[Text segment]:
□ □ □ □ □

[c-nsp] MPLS down to the CPE

Pshem Kowalczyk pshem.k at gmail.com
Sat Jul 6 17:19:07 EDT 2013


There are ways of separating the 'core' MPLS from 'access' MPLS, with
separate IGP domains. Cisco came up (well not really, but at least
they made their devices compliant) with Unified MPLS
(http://www.cisco.com/en/US/prod/collateral/optical/ps5726/ps11348/white_paper_c11-656286_ps6557_Products_White_Paper.html).
This sort of setup scales very well for mobile backhaul, but also can
be used for MetroE (L2) backhaul.
For us the biggest advantage comes from the fact that existing MPLS
network can be easily extended into access, with minimal changes to
the core (i.e. once UMPLS is set up in the core - services are only
provisioned onto the CPE).  We're considering this setup also for L3
services - it reduces the number of touch points to get the service
running. Instead of provisioning the CE and then two PEs - only one
(CPE-PE) has to be provisioned.

□ □ □ □ □

[Given entries]:
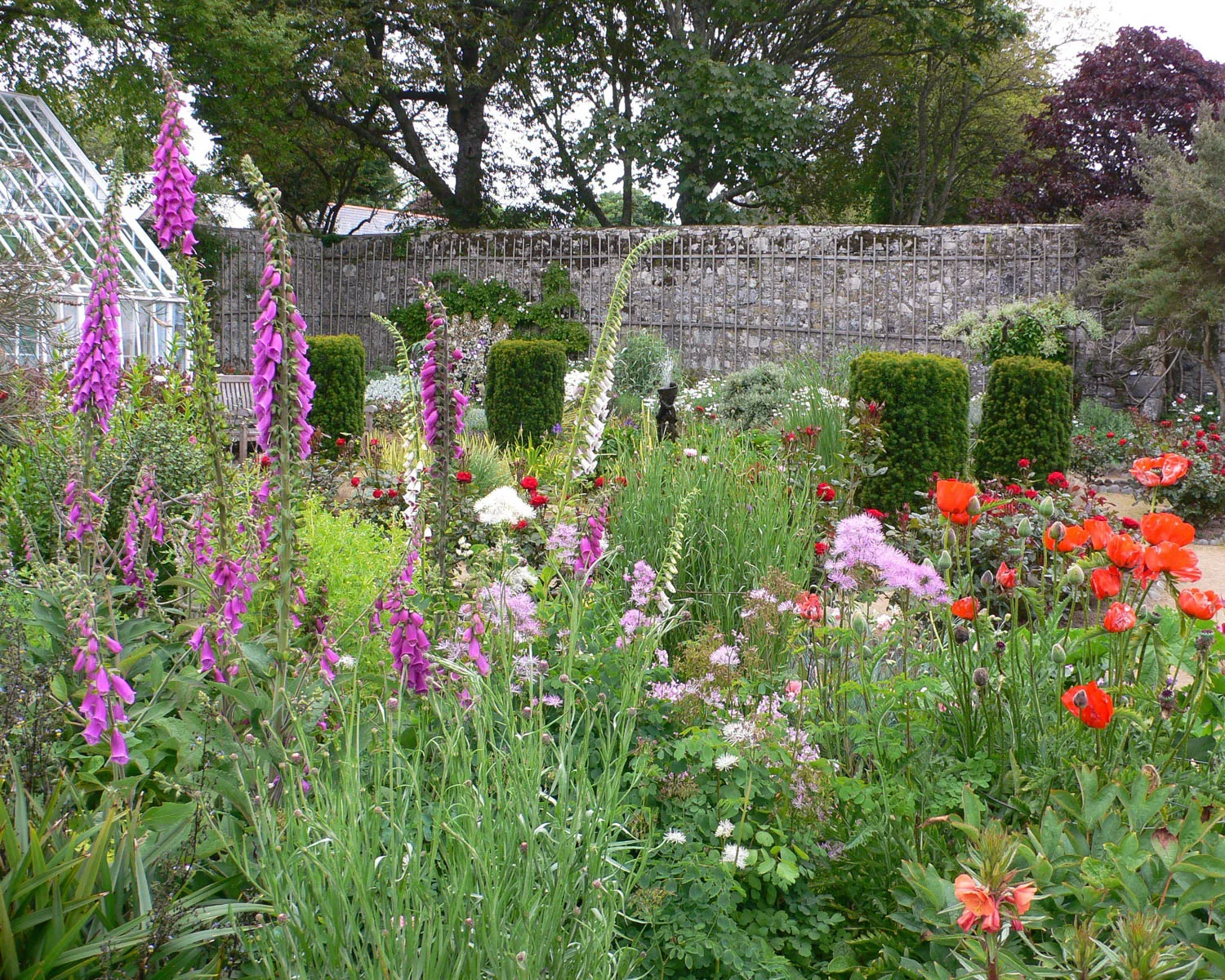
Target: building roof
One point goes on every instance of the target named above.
(51, 203)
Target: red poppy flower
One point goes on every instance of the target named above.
(1160, 470)
(1073, 537)
(1006, 576)
(1175, 561)
(952, 497)
(965, 608)
(808, 605)
(1099, 532)
(1119, 619)
(1105, 582)
(1200, 605)
(1125, 551)
(1166, 527)
(1089, 703)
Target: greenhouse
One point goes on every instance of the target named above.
(51, 200)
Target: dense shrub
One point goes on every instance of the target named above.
(338, 368)
(755, 396)
(524, 389)
(642, 365)
(550, 318)
(1027, 414)
(925, 407)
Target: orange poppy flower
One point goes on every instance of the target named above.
(979, 904)
(1160, 470)
(1119, 619)
(1089, 703)
(1200, 605)
(1159, 528)
(1099, 532)
(1006, 576)
(952, 497)
(1105, 582)
(1178, 563)
(965, 608)
(1073, 537)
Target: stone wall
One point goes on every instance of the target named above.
(724, 296)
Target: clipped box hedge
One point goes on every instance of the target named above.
(925, 402)
(524, 390)
(1027, 414)
(338, 369)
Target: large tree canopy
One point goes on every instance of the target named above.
(1082, 146)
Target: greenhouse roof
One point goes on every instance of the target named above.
(51, 201)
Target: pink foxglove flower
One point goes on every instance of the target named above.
(174, 201)
(96, 370)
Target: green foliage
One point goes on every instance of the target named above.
(338, 368)
(924, 399)
(548, 318)
(1027, 414)
(1023, 330)
(490, 298)
(642, 365)
(755, 396)
(1173, 276)
(524, 390)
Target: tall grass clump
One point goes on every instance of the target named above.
(744, 519)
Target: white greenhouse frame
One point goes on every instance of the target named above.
(51, 201)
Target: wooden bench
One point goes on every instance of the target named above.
(238, 404)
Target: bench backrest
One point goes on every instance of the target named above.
(235, 394)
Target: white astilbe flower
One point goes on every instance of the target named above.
(502, 506)
(733, 854)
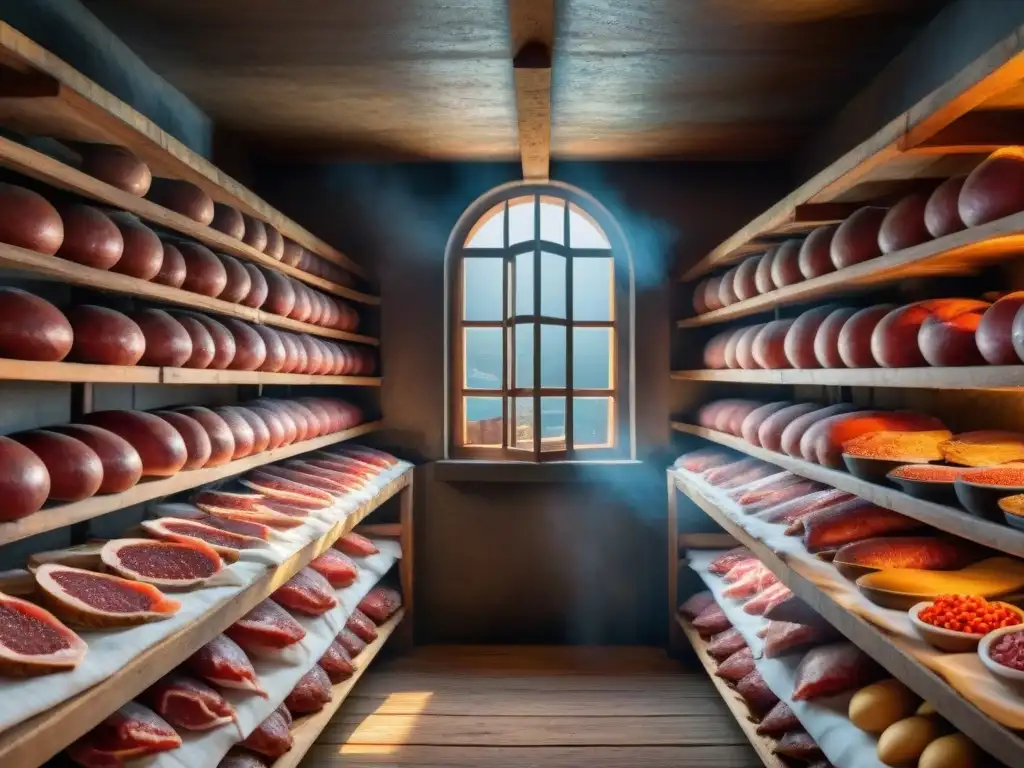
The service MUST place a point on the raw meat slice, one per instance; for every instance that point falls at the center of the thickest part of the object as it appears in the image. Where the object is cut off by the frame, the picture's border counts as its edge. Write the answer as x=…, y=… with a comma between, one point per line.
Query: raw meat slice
x=34, y=642
x=337, y=663
x=725, y=644
x=337, y=567
x=83, y=598
x=833, y=669
x=784, y=637
x=310, y=693
x=270, y=737
x=133, y=731
x=780, y=720
x=756, y=692
x=380, y=603
x=306, y=592
x=170, y=565
x=354, y=545
x=711, y=621
x=695, y=604
x=187, y=704
x=222, y=663
x=360, y=625
x=267, y=627
x=736, y=667
x=348, y=640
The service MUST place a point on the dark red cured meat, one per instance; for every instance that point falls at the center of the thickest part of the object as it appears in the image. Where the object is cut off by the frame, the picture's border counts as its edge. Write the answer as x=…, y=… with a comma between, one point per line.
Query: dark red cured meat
x=361, y=627
x=337, y=663
x=265, y=627
x=133, y=731
x=756, y=692
x=354, y=545
x=833, y=669
x=222, y=663
x=310, y=693
x=307, y=592
x=736, y=667
x=337, y=567
x=780, y=720
x=725, y=644
x=271, y=737
x=187, y=704
x=381, y=603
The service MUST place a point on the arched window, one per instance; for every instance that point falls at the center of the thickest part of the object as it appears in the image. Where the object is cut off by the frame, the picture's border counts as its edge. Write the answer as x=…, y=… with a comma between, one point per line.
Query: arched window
x=540, y=292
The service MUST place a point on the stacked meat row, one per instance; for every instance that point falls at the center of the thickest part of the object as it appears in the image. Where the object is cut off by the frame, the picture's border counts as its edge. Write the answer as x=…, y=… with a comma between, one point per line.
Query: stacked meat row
x=991, y=192
x=33, y=329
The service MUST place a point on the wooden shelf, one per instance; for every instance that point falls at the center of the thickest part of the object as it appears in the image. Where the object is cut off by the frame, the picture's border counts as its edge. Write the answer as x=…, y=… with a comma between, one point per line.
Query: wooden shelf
x=51, y=518
x=950, y=519
x=48, y=97
x=306, y=730
x=32, y=742
x=762, y=744
x=50, y=267
x=968, y=377
x=999, y=741
x=945, y=133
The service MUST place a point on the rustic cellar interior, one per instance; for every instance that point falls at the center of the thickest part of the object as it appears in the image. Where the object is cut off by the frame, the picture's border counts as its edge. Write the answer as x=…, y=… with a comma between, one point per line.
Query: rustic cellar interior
x=512, y=383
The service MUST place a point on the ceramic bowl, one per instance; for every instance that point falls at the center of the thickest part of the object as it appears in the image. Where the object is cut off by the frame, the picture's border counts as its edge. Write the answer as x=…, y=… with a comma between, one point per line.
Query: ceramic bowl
x=984, y=653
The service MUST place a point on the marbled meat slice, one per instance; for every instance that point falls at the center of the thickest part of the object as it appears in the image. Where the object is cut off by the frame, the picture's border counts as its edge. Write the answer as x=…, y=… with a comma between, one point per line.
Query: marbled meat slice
x=267, y=627
x=307, y=593
x=133, y=731
x=187, y=704
x=310, y=693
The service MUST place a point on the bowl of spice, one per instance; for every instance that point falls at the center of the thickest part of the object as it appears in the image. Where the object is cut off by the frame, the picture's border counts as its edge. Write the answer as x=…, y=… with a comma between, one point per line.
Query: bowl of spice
x=957, y=623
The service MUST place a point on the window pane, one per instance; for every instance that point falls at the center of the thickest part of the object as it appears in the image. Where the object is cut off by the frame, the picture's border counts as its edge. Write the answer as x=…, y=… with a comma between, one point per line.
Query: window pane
x=553, y=220
x=592, y=294
x=592, y=357
x=521, y=219
x=592, y=422
x=552, y=356
x=483, y=421
x=482, y=289
x=552, y=424
x=483, y=357
x=524, y=284
x=584, y=232
x=492, y=232
x=553, y=285
x=524, y=355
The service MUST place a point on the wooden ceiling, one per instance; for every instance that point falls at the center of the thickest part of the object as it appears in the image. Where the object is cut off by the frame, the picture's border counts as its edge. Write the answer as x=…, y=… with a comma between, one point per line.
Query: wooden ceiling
x=433, y=79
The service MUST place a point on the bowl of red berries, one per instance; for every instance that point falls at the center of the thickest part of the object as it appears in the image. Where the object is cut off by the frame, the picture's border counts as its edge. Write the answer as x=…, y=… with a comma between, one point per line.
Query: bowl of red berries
x=957, y=623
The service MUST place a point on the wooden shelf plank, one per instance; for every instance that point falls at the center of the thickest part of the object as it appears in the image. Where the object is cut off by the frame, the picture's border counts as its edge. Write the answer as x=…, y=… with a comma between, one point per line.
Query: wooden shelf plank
x=32, y=742
x=306, y=730
x=999, y=741
x=50, y=267
x=953, y=254
x=950, y=519
x=79, y=110
x=968, y=377
x=762, y=744
x=51, y=518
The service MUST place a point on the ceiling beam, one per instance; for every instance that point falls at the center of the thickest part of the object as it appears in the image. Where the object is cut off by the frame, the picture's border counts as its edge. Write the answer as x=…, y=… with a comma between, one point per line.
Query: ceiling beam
x=531, y=25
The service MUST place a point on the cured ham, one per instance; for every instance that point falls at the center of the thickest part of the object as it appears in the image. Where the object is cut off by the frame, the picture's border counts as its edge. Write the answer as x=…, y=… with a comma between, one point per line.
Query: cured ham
x=133, y=731
x=187, y=704
x=307, y=592
x=222, y=663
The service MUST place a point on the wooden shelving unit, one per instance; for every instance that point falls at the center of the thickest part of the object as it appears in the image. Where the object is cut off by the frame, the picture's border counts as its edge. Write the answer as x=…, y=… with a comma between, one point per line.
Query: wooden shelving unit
x=999, y=741
x=32, y=742
x=51, y=518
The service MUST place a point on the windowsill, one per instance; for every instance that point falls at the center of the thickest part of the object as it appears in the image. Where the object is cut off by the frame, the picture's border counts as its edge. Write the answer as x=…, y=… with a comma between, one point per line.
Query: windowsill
x=468, y=470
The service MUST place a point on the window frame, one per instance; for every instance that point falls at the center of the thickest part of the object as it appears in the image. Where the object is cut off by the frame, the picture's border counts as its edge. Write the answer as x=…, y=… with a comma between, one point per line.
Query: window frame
x=622, y=374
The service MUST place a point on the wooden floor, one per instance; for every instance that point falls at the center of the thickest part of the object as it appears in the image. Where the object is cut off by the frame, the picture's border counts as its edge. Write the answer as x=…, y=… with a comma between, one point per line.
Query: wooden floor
x=557, y=708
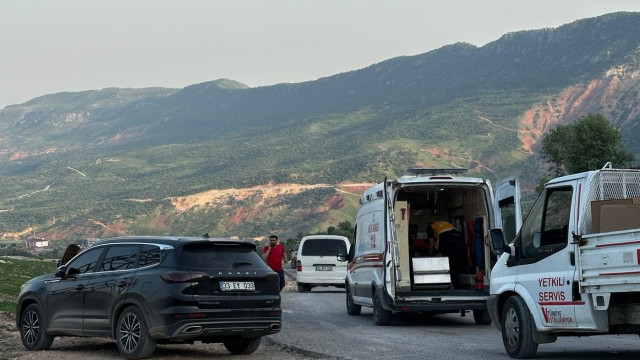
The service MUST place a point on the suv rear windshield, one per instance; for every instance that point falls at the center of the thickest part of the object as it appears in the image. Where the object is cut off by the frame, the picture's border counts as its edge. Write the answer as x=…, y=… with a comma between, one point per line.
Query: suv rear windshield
x=211, y=256
x=320, y=247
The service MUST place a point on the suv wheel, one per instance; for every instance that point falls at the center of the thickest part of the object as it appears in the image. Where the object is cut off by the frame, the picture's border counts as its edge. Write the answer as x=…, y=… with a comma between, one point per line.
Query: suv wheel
x=132, y=335
x=32, y=331
x=244, y=346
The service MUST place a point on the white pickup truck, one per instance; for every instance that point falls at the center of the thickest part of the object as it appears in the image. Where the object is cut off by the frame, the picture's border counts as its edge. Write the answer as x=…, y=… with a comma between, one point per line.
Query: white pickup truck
x=573, y=269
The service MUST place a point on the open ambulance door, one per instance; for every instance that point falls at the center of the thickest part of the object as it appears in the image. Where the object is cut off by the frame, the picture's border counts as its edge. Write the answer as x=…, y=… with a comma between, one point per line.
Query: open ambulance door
x=390, y=257
x=507, y=208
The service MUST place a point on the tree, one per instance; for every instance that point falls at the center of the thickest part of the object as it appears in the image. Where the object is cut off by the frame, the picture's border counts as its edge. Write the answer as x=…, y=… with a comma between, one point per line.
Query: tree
x=587, y=144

□ □ □ □ □

[What the task requires]: Extend the mailing-list post on carrying MPLS down to the CPE, beginning after its final sentence.

[Response to the exercise]:
kind regards
Pshem


On 7 July 2013 03:16, Phil Bedard <philxor at gmail.com> wrote:
> Most of the time these aren't L3 customers it is L2VPN. Like an
> instance doing cell backhaul where a customer wants two circuits which
> take diverse paths around a ring. You can do it with G.8032 and
> different VLANs but its somewhat easier using MPLS along with the
> benefit of the 50ms protection RSVP-TE can provide. Or IP FRR If you
> aren't in a ring scenario which breaks it.
>
> Phil From: Andrew Miehs
> Sent: 7/6/2013 5:07
> To: mark.tinka at seacom.mu
> Cc: cisco-nsp at puck.nether.net
> Subject: Re: [c-nsp] MPLS down to the CPE
> On Sat, Jul 6, 2013 at 6:16 AM, Mark Tinka <mark.tinka at seacom.mu> wrote:
>
>> On Tuesday, March 05, 2013 03:23:43 PM Saku Ytti wrote:
>>
>> > Not at all. But adding MPLS to customer would increase
>> > our exposure.
>>
>> At $previous_job, this was a serious consideration, mostly
>> because the customers were starting to pressure ISP's into
>> making redundancy not only native, but usable without much
>> input from the customer.
>>
>
> Don't see why adding MPLS would help very much here - especially
> considering the security risk!
>
> What is the difference on input for the customer between connecting to a
> PE, or connecting to a CE provided by yourselves?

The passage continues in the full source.